**TASKS TO COMPLETE**
a - Translate the sentence "IDs must be stable across environments" from the decision record on human-readable entity IDs below into French.
b - According to the decision record on human-readable entity IDs below, how many uppercase letters can an ID prefix contain?

**DOCUMENT SECTION**
◆ ◆ ◆ ◆
ADR-002: Human-Readable Entity IDs
Status
Implemented
Date
2025-01-16 (Retrospective)
Decision Makers
- Architecture Team - ID format design
- UX Team - User experience requirements
Layer
Database
Related ADRs
- ADR-003: Three-Tier Entity Hierarchy (uses ID validation)
- ADR-026: Entity Relationships (references by ID)
Supersedes
None
Depends On
- ADR-001: PostgreSQL with pgvector
Context
Entity identification is fundamental to the platform's usability and data integrity:
- User Communication: Users reference entities in tickets, docs, and conversations
- Cross-System Integration: IDs appear in external systems (JIRA, ServiceNow)
- Debugging: Engineers need to quickly identify entity types in logs
- Data Import/Export: IDs must be stable across environments
- URL Readability: Entity URLs should be meaningful
Requirements:
- Identify entity type from ID alone
- Support large numbers of entities per type (>1M)
- Prevent collisions across entity types
- Work in URLs without encoding
- Be memorable for common references
Decision
We use prefixed numeric IDs with format {PREFIX}-{NNNNNN}:
- Prefix: 2-6 uppercase letters identifying entity type
- Separator: Hyphen (-)
◆ ◆ ◆ ◆
**DATA SUPPLIED**
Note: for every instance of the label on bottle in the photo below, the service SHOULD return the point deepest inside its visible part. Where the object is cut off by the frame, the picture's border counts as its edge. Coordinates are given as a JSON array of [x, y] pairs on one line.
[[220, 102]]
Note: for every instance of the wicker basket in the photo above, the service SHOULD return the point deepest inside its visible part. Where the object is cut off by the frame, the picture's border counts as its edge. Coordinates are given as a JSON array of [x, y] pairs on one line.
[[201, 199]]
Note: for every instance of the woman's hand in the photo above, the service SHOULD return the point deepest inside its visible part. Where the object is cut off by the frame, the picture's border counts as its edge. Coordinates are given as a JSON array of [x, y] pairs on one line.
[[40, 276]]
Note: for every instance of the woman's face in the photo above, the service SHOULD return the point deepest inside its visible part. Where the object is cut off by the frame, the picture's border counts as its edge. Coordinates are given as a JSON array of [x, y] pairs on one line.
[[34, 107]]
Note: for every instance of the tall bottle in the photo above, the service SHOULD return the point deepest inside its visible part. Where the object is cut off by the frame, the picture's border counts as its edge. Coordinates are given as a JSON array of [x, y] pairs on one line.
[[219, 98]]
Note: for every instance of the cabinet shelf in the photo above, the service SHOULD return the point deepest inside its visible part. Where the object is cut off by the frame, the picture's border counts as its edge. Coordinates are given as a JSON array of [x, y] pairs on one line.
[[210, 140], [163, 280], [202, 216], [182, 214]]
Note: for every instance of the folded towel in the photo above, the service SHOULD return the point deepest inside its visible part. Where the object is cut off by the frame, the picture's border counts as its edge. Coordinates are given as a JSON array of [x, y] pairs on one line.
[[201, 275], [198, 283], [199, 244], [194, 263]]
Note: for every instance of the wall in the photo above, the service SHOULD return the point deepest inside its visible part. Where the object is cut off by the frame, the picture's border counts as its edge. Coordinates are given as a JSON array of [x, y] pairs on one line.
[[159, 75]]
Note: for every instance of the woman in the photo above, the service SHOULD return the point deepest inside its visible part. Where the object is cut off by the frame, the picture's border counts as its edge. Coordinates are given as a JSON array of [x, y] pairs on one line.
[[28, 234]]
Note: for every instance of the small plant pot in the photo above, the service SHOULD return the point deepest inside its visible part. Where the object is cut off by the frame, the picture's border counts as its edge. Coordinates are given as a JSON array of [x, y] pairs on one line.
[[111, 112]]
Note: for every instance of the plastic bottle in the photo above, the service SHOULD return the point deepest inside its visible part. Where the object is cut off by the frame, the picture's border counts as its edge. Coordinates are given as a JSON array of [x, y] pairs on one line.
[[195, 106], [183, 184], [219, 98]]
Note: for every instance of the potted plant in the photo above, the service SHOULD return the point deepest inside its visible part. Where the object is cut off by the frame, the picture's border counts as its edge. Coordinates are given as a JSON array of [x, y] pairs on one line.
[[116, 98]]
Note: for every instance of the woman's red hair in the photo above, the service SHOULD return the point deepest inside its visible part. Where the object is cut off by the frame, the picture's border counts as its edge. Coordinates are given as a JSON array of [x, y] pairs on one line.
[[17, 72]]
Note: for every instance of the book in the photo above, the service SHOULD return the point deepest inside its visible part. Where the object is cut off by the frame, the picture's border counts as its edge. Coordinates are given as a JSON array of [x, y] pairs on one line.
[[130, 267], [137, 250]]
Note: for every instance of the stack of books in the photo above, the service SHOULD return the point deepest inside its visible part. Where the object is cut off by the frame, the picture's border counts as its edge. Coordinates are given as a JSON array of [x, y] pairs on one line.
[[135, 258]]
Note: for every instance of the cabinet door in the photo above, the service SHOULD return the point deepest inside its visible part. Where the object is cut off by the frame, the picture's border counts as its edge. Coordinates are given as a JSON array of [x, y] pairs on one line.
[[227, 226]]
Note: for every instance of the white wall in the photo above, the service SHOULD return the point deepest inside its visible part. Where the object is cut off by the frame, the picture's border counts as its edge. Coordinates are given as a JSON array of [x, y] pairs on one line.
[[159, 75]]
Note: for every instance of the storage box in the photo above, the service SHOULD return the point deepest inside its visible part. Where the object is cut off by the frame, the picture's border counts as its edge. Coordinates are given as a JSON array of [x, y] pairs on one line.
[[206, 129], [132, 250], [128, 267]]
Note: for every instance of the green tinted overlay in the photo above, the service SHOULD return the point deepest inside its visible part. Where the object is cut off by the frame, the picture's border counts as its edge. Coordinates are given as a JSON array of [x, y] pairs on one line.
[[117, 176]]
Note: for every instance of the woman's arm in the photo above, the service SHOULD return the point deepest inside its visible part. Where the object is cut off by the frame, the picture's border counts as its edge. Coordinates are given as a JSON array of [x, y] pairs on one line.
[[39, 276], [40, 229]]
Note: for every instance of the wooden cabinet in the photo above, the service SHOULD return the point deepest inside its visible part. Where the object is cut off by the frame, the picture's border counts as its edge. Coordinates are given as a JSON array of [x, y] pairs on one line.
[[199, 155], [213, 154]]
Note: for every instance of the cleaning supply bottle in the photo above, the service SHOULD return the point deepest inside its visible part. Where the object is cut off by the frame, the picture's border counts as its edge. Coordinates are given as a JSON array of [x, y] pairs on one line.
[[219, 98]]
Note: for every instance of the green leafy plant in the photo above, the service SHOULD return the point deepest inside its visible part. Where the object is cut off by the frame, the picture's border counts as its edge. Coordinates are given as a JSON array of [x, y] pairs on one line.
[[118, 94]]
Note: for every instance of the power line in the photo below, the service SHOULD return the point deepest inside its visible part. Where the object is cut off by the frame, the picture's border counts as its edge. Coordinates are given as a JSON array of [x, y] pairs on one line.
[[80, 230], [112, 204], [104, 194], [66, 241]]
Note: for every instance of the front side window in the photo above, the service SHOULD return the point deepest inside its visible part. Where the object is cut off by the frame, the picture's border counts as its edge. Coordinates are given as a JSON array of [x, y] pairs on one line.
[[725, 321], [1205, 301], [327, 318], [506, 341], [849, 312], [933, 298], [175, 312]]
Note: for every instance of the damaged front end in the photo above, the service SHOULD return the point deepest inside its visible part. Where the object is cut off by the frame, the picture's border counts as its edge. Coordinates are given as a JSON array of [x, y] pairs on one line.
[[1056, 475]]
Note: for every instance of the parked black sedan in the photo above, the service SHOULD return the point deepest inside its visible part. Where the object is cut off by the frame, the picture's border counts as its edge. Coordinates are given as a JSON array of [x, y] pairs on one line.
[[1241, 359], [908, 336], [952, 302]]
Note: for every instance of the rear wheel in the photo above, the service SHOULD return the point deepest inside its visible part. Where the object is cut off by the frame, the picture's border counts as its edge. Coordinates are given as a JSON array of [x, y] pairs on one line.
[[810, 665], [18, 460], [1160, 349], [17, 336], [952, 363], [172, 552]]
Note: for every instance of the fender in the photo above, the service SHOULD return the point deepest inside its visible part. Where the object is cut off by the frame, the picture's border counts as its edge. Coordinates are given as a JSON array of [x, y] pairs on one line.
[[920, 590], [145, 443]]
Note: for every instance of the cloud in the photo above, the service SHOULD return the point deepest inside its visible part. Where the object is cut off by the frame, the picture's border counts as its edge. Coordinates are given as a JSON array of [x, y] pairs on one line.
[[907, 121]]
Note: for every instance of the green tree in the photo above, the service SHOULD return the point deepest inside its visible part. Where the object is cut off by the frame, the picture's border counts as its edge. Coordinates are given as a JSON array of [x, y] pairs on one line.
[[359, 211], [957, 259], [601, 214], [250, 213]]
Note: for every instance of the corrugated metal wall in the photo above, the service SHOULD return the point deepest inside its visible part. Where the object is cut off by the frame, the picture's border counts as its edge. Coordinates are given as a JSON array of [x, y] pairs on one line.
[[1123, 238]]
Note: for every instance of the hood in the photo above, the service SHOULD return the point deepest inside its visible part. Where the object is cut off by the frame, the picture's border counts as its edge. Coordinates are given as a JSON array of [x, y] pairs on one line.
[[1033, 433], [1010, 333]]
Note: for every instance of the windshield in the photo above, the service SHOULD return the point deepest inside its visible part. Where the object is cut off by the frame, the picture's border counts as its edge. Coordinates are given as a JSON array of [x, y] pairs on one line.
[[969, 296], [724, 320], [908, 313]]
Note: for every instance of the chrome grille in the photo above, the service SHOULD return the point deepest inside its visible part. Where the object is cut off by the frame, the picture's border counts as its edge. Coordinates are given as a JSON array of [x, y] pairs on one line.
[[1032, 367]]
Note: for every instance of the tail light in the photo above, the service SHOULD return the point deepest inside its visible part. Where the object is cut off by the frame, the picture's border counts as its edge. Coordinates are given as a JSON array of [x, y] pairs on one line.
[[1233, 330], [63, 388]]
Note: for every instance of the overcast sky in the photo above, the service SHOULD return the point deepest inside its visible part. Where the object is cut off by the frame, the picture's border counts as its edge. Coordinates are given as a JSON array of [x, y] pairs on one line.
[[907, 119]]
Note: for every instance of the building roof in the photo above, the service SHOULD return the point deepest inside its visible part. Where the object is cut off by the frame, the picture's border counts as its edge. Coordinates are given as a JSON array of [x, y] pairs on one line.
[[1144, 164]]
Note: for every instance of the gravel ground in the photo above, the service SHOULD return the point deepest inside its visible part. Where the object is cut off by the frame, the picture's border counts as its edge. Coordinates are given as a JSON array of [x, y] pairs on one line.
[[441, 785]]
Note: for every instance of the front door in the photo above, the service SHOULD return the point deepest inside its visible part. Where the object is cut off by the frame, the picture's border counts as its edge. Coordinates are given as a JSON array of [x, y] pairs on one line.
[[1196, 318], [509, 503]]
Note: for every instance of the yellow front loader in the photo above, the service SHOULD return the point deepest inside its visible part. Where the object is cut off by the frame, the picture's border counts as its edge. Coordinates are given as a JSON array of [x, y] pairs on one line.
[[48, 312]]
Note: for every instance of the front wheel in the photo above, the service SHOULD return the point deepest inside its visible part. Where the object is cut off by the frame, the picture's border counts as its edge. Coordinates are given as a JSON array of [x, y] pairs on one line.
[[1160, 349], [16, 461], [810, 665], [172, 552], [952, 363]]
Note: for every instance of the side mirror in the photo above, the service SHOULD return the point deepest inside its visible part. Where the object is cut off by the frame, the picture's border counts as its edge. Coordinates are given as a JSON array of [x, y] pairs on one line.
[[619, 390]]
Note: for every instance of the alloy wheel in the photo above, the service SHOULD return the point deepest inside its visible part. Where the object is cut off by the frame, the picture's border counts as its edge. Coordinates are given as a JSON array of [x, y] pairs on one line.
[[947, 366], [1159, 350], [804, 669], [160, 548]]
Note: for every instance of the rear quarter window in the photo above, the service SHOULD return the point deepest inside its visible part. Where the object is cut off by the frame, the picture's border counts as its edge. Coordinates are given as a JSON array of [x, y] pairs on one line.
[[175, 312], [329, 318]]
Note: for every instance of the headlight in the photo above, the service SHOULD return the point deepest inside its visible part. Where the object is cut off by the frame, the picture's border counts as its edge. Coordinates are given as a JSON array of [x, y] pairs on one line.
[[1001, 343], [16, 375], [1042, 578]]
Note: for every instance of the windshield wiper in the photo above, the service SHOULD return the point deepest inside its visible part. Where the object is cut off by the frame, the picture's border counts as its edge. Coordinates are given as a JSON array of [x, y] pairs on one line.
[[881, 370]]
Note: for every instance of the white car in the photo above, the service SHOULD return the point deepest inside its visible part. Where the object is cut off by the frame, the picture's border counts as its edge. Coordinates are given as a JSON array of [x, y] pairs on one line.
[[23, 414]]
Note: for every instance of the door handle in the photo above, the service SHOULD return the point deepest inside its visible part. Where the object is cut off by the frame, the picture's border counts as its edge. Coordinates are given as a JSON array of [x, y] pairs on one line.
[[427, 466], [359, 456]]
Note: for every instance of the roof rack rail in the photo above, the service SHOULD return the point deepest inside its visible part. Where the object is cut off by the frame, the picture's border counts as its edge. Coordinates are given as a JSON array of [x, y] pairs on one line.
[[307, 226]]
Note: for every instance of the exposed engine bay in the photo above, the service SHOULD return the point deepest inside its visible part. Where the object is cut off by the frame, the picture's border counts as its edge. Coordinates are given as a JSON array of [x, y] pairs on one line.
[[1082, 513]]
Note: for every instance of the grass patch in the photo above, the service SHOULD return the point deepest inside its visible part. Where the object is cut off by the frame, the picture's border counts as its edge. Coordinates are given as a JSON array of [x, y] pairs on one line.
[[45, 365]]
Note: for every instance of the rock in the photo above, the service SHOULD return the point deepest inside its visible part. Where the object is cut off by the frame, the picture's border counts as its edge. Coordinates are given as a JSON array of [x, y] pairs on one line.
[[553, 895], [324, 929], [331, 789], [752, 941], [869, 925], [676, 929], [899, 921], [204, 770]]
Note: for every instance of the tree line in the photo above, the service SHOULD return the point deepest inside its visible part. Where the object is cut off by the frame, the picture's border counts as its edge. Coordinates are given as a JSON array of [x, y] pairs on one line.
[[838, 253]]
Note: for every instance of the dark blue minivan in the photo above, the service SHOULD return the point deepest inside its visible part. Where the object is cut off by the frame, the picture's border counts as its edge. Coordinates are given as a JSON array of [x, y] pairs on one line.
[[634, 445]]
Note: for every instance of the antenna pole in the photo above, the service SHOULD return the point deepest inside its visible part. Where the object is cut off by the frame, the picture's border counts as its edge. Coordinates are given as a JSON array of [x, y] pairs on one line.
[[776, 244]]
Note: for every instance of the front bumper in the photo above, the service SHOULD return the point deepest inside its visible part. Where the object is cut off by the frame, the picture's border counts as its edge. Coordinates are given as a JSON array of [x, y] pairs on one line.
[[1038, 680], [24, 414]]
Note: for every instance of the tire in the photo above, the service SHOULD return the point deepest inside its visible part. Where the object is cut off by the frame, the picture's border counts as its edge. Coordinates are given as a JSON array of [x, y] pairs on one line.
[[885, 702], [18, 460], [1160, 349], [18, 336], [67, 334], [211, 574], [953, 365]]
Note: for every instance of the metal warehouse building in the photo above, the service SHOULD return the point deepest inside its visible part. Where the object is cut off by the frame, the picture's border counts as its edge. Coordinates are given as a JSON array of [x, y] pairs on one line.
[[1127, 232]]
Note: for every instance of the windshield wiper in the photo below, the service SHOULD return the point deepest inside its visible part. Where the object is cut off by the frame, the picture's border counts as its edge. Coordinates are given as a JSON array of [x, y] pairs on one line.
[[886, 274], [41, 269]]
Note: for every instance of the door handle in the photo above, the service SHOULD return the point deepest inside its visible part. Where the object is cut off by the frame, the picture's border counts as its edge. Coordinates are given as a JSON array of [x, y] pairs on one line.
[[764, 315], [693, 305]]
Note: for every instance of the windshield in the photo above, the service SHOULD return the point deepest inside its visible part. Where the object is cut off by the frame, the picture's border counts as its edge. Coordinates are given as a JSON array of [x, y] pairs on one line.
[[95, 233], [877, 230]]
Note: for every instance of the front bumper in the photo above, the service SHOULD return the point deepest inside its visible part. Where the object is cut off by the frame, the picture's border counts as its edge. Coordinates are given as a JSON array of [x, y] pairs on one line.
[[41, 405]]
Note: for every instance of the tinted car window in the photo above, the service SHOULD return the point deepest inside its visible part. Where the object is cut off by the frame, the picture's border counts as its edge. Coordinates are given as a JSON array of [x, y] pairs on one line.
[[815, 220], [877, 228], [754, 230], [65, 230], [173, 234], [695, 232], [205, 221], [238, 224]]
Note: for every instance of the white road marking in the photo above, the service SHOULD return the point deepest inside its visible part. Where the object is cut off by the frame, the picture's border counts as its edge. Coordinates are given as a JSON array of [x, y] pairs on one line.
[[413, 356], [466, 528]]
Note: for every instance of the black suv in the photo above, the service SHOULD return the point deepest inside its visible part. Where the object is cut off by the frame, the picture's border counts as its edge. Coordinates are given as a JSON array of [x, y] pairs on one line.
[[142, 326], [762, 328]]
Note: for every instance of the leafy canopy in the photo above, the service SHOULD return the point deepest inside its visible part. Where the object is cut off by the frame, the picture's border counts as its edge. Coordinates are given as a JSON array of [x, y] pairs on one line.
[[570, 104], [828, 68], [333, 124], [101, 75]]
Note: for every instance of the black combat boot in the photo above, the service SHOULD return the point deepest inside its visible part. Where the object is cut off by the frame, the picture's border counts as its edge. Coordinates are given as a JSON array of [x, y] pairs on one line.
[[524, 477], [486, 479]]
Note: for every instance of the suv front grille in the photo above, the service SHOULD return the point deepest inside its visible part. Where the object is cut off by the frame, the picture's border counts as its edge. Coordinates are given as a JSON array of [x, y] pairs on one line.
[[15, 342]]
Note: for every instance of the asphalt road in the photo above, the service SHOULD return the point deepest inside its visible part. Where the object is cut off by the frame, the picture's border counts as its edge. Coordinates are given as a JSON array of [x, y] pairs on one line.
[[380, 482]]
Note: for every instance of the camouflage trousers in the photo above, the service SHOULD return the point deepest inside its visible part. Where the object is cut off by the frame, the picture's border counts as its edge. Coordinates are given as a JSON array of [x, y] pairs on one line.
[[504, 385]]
◆ ◆ ◆ ◆
**REPLIES**
a - Les identifiants doivent rester stables d'un environnement à l'autre

b - Between 2 and 6 uppercase letters.